- Your assignment: In your copy of the entries, please include no pictures and return every word exactly.

╭─ Data to examine

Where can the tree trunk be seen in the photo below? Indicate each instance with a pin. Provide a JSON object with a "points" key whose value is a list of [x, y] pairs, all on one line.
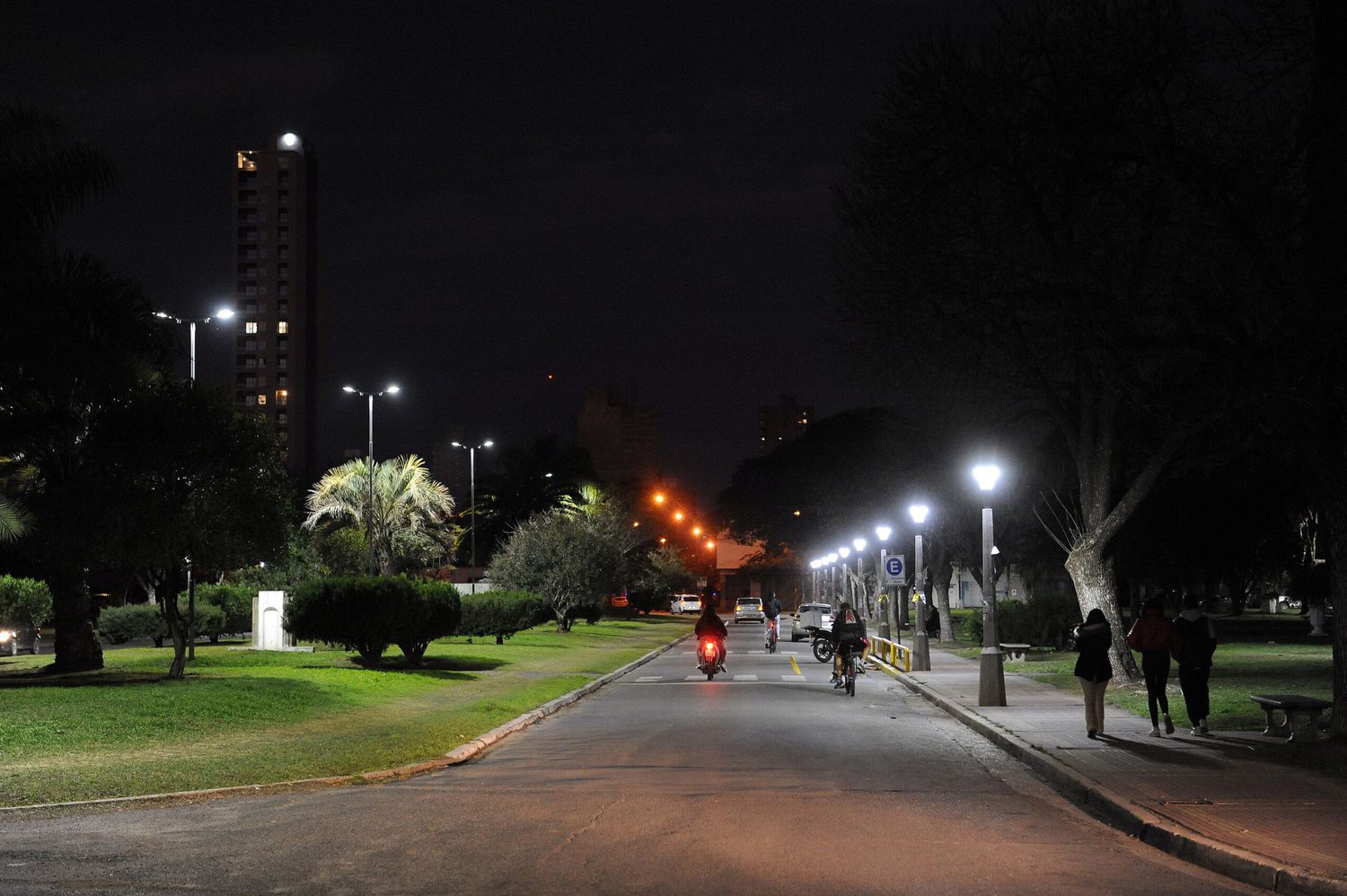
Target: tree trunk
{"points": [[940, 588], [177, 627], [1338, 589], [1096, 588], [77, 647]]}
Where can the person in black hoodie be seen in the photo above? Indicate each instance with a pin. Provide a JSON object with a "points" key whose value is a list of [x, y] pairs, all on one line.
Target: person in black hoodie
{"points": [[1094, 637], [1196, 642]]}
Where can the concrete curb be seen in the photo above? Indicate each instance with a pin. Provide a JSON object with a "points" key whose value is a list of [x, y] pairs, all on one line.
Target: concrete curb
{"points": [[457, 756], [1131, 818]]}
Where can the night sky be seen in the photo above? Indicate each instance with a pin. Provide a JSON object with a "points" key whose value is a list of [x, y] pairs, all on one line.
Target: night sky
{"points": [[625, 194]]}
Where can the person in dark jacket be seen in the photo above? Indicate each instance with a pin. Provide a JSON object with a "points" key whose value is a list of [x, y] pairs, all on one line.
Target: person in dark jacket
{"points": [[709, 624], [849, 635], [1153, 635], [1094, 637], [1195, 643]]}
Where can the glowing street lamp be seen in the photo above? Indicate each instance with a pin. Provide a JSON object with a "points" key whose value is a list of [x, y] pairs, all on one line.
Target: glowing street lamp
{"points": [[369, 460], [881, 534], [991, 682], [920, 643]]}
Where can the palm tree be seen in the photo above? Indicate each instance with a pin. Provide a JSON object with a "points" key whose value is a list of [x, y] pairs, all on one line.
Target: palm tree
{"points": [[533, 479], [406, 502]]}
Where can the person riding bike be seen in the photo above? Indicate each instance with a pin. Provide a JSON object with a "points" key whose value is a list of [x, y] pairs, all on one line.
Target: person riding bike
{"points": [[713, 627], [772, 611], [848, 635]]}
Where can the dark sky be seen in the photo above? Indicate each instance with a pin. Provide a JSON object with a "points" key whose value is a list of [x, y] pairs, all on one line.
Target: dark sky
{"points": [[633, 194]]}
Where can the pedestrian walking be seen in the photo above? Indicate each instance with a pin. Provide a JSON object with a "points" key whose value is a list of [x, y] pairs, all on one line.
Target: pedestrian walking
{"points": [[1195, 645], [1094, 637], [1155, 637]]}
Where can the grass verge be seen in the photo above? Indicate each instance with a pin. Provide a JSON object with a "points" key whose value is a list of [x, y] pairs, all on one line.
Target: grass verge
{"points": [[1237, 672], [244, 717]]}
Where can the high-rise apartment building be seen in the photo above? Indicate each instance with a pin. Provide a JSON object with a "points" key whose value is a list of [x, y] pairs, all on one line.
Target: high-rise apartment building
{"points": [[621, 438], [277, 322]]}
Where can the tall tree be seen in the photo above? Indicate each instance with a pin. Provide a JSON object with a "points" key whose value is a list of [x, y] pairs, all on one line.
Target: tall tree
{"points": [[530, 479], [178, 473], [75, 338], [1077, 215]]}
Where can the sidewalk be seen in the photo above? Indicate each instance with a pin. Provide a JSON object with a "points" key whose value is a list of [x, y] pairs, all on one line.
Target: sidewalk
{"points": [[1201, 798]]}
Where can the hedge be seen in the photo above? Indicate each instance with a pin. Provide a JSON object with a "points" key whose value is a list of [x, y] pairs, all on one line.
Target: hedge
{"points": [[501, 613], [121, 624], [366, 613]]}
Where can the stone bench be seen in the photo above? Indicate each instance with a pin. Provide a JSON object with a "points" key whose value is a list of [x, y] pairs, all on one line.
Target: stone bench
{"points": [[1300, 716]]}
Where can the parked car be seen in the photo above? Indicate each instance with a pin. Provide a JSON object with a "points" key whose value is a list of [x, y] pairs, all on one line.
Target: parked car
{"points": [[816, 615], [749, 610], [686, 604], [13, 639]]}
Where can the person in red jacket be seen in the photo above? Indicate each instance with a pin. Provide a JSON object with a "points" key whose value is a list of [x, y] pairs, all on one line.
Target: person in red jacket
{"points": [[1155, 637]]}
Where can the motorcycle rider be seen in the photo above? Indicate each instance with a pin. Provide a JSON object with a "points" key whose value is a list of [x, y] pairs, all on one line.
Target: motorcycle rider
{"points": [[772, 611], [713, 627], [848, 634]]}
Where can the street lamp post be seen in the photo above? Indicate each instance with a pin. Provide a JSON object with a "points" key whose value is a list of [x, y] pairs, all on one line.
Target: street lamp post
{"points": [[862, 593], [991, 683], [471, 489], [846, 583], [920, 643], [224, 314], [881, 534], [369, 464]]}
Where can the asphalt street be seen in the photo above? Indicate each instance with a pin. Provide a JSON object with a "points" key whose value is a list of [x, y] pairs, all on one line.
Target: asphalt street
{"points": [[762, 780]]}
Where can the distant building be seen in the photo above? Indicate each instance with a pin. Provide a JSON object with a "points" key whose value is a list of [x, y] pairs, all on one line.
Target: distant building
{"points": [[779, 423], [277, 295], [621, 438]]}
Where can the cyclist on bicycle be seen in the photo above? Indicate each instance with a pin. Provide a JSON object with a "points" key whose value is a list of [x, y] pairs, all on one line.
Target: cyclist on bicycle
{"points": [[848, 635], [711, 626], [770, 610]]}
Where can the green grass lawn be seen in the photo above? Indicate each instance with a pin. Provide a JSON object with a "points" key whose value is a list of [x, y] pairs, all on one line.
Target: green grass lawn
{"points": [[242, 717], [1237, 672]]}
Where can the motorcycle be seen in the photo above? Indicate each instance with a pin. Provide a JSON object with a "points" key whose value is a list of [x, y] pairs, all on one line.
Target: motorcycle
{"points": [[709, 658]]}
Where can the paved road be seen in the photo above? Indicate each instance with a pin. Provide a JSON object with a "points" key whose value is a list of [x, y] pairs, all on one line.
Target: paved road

╰─

- Response area:
Where can the tree trunk be seen in the photo below? Indicate each instance with a pin. Provide a JSON object with a "points" key whose value is a list of [x, y] pairs, all on one line.
Target: tree trunk
{"points": [[940, 588], [177, 627], [1338, 589], [1096, 588], [77, 647]]}
Where can the person in black hoodie be seen in the photo above? Indicate each instance with a pin. Provide a JSON object with a "points" key whose value is a list of [x, y] pairs, all on one line.
Target: person in black hoodie
{"points": [[1094, 637], [1196, 642]]}
Where can the concrete curb be seen in the photo above? Indicate each instance with a pin. Provide a JSON object with a "points" key whose value is a list of [x, y] pairs, all on one line.
Target: concrete curb
{"points": [[457, 756], [1131, 818]]}
Where can the night sky be seen in the photo above? Indicate each instance with a pin. Provide a JSON object with a "points" key whose value is a list of [x, y] pairs, all on one line.
Target: night sky
{"points": [[625, 194]]}
Where can the person in dark jacket be seen in the photo above? Indicate each instance with a pin. Provide a JSON object with a "points" key whose value is a list of [x, y] pairs, all on one line.
Target: person in dark jacket
{"points": [[709, 624], [849, 635], [1153, 635], [1094, 637], [1195, 643]]}
Where can the glowing street lamp be seen in the photo above? Indicate each instance with a pin. Provide a JSON object with a "points" key whose value is a list of [x, y] pairs, all on one line.
Target: glowing street lamp
{"points": [[369, 460], [881, 534], [991, 682], [920, 643]]}
Where can the palm tree be seen in the photo above? Indicate each instance with a pin. Provide a JSON object with a "points" key whose value is a list of [x, y] pairs, all on one line.
Target: palm tree
{"points": [[533, 479], [406, 502]]}
Where can the person riding bike be seen in the photo above? Indicate each instance with a pin. Provide a JSON object with a "points" key whose value is a list of [x, y] pairs, all on one line.
Target: person riding bike
{"points": [[713, 627], [772, 611], [848, 635]]}
Where can the dark sky be seen in the photo above? Indicate each instance with a pin. Provide a JSON object with a "points" key whose value is a list of [x, y] pairs, all on one line.
Target: dark sky
{"points": [[633, 194]]}
Where can the pedestrian walking be seen in the photo above? Indicate each instance with a pin. Provide a JSON object with a "points" key whose value is a list of [x, y] pairs, all on one line.
Target: pedestrian walking
{"points": [[1195, 645], [1094, 637], [1155, 637]]}
Where can the grass verge be seen in the photo above? Indicate each instance with a pin. Provide a JSON object with a "points" key whose value is a list of [x, y] pairs, all on one line.
Target: grass verge
{"points": [[1237, 672], [244, 717]]}
Where can the high-rise apartment building be seen in the photo above? Indicate each instance with a pin. Provide a JSON object with a "points" key whose value is a list of [x, y] pairs, all on one line.
Target: high-rise apartment building
{"points": [[621, 438], [277, 322]]}
Where can the tall tree be seen in the photo above? Indicate each instance with a pin. Provide a JSON object with a "points" key whose value is a list of [x, y] pairs, all on one line.
Target: tall tree
{"points": [[530, 479], [178, 473], [75, 338], [1077, 215]]}
Where can the sidewalk be seen in the photo above? Indicate each instance with a pin. Provide a JSON object with a "points" key whose value is a list of [x, y] pairs, all on one line.
Target: sidewalk
{"points": [[1201, 798]]}
Where can the hedge be seen in the photo above? Indicate each instance with a pin. Provide a JSON object with a "points" key whose value is a list of [x, y] pairs, all on one line.
Target: hedge
{"points": [[501, 613], [121, 624], [366, 613]]}
Where can the stone bench be seen in the photo above? Indicate each instance with a pin. Provide a JSON object with a "points" key whose value is a list of [x, y] pairs, all on one line.
Target: stone bench
{"points": [[1300, 716]]}
Where can the parked car be seen in the photo above? Indicate each instance with a pin. Provide a JSON object with a "points" key whose value is a list of [x, y] pairs, all on one line.
Target: parked car
{"points": [[816, 615], [749, 610], [686, 604], [13, 639]]}
Where can the person in red jacket be seen in the photo above? Indicate each instance with a pin. Provide a JSON object with a "points" key whose value is a list of [x, y] pairs, all on one line.
Target: person in red jacket
{"points": [[1155, 637]]}
Where can the motorcycle rider be seen in the photo above? Indicate each instance with a pin. Provide a JSON object with a "points" key whose value is a list of [x, y] pairs, all on one line.
Target: motorcycle rider
{"points": [[772, 611], [713, 627], [848, 634]]}
Where can the street lamp post be seen in the photo above? Indicate each instance with a pin. Provide a JSON object with a "points" key whose value is a list of [x, y] pairs, all on one line.
Target: street lamp post
{"points": [[862, 593], [991, 683], [471, 489], [846, 583], [920, 643], [224, 314], [881, 534], [369, 464]]}
Where can the asphalt street be seen in the photo above? Indicate each instance with a pin. Provide a JSON object with a "points" key whose value is a list of [x, y] pairs, all on one line.
Target: asphalt street
{"points": [[762, 780]]}
Where can the distant building be seen in the photo above? Indicate each instance with a pin. Provide a JSON object with a "points" key whose value is a list of [x, y] pairs, all on one line.
Target: distant building
{"points": [[779, 423], [277, 295], [621, 438]]}
Where can the cyclist on bicycle be seen in the photo above? Indicate each instance with a pin. Provide a JSON object with a "points" key whose value is a list of [x, y] pairs, all on one line.
Target: cyclist on bicycle
{"points": [[848, 635], [711, 626], [770, 610]]}
Where can the green grass lawn be seen in the photo above? Indicate each instance with a pin. Provide a JSON object with a "points" key whose value is a list of [x, y] pairs, all on one line.
Target: green grass lawn
{"points": [[242, 717], [1237, 672]]}
Where can the motorcycle be seen in the photo above? Indicate each instance with a pin. Provide a JSON object with a "points" key whose value is a list of [x, y] pairs, all on one line.
Target: motorcycle
{"points": [[709, 658]]}
Where can the paved road be seen in the photo above? Indicate each instance with a pin. Provide a JSON object with a "points" key whose value is a list of [x, y] pairs, all on one line.
Target: paved road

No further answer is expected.